Первое время никак не мог привыкнуть к подвешенной в гипсе руке. Все ей задевал. И ночью, во время сна не пристроишь ее, торчит как крючок. Через несколько дней пути - выгрузка. Узнали, что это город Кинешма, Ивановской области, на берегу Волги.
Госпиталей в городе много. Я оказался в госпитале, размещенном в Народном Доме какой-то фабрики. Состав раненных - от солдата до капитана. Всего нас было в госпитале человек 200. Все размещалось вокруг театрального зала. В подвале санпропускник с душем и склады. На первом и втором этажах столовая, операционная, перевязочная, кабинет ЛФК, библиотека, палаты рядового и сержантского состава. Наша командирская палата, человек на 30, размещалась на третьем этаже, в фойе, вокруг театрального зала,. Мы могли из палаты через несколько дверей выходить на верхние ряды зала. Для нас это было очень удобно. Но зимой в палате было холодно, хотя нам выдавали по два байковых одеяла. Поверх ночью мы укрывались еще своими байковыми халатами, но все равно мерзли, особенно в декабре.

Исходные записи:
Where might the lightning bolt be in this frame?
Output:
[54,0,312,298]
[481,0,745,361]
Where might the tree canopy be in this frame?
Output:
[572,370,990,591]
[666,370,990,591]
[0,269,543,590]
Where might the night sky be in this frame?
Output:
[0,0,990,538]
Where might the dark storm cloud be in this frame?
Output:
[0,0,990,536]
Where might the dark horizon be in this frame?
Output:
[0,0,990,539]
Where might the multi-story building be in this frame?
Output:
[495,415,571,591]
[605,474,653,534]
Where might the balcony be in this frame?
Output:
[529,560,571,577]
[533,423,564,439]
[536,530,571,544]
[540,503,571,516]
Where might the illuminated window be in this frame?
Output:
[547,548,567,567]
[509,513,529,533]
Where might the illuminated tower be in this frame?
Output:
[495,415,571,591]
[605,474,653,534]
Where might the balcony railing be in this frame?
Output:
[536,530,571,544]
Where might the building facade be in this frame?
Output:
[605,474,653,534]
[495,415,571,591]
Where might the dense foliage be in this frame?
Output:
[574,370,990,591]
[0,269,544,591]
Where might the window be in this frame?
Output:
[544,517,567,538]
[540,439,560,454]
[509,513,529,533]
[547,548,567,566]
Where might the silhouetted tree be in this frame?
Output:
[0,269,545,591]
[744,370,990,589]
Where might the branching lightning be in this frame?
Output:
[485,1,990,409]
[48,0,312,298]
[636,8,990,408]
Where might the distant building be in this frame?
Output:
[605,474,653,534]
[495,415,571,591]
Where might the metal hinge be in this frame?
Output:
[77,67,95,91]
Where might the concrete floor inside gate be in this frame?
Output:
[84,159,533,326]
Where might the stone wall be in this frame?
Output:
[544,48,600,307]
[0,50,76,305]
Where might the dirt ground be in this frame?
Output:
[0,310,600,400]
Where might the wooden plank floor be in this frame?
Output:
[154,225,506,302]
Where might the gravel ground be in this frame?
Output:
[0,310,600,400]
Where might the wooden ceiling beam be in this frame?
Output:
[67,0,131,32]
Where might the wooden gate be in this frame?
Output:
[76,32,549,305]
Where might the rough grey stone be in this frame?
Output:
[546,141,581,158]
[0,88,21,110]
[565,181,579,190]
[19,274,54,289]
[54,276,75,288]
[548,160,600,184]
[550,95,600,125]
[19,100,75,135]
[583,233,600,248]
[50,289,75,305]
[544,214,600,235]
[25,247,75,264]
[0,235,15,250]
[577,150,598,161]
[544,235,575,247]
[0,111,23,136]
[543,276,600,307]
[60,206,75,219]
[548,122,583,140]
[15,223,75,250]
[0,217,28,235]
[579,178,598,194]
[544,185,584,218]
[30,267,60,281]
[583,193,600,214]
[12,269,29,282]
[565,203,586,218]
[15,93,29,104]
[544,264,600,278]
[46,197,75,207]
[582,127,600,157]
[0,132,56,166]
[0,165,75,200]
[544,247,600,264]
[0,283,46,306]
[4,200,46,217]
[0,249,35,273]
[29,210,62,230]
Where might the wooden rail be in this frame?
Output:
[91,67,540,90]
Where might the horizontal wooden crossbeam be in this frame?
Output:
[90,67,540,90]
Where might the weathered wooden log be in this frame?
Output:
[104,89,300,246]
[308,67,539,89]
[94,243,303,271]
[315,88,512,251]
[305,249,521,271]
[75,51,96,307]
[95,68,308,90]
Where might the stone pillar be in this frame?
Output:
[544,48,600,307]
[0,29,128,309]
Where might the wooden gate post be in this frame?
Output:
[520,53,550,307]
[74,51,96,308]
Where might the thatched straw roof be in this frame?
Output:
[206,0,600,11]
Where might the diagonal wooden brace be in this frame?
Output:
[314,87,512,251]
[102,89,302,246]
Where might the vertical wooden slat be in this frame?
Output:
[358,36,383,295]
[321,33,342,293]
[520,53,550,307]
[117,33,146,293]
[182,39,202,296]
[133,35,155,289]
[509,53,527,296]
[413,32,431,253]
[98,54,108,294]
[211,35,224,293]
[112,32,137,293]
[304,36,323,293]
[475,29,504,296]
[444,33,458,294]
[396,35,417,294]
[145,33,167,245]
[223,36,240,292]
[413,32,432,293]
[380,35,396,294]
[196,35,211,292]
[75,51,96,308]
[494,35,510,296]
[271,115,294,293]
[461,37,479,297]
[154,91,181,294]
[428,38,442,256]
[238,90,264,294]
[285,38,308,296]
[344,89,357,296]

ПОРЯДОК ВЫПОЛНЕНИЯ РАБОТЫ:
A: Воспроизведите фрагмент текста документа от слов «Госпиталей в городе» до слов «особенно в декабре.».
B: В каком городе, согласно тексту документа, произошла выгрузка?

РЕШЕНИЯ ЗАДАНИЙ:
A:
Госпиталей в городе много. Я оказался в госпитале, размещенном в Народном Доме какой-то фабрики. Состав раненных - от солдата до капитана. Всего нас было в госпитале человек 200. Все размещалось вокруг театрального зала. В подвале санпропускник с душем и склады. На первом и втором этажах столовая, операционная, перевязочная, кабинет ЛФК, библиотека, палаты рядового и сержантского состава. Наша командирская палата, человек на 30, размещалась на третьем этаже, в фойе, вокруг театрального зала,. Мы могли из палаты через несколько дверей выходить на верхние ряды зала. Для нас это было очень удобно. Но зимой в палате было холодно, хотя нам выдавали по два байковых одеяла. Поверх ночью мы укрывались еще своими байковыми халатами, но все равно мерзли, особенно в декабре.

B: В городе Кинешма Ивановской области, на берегу Волги.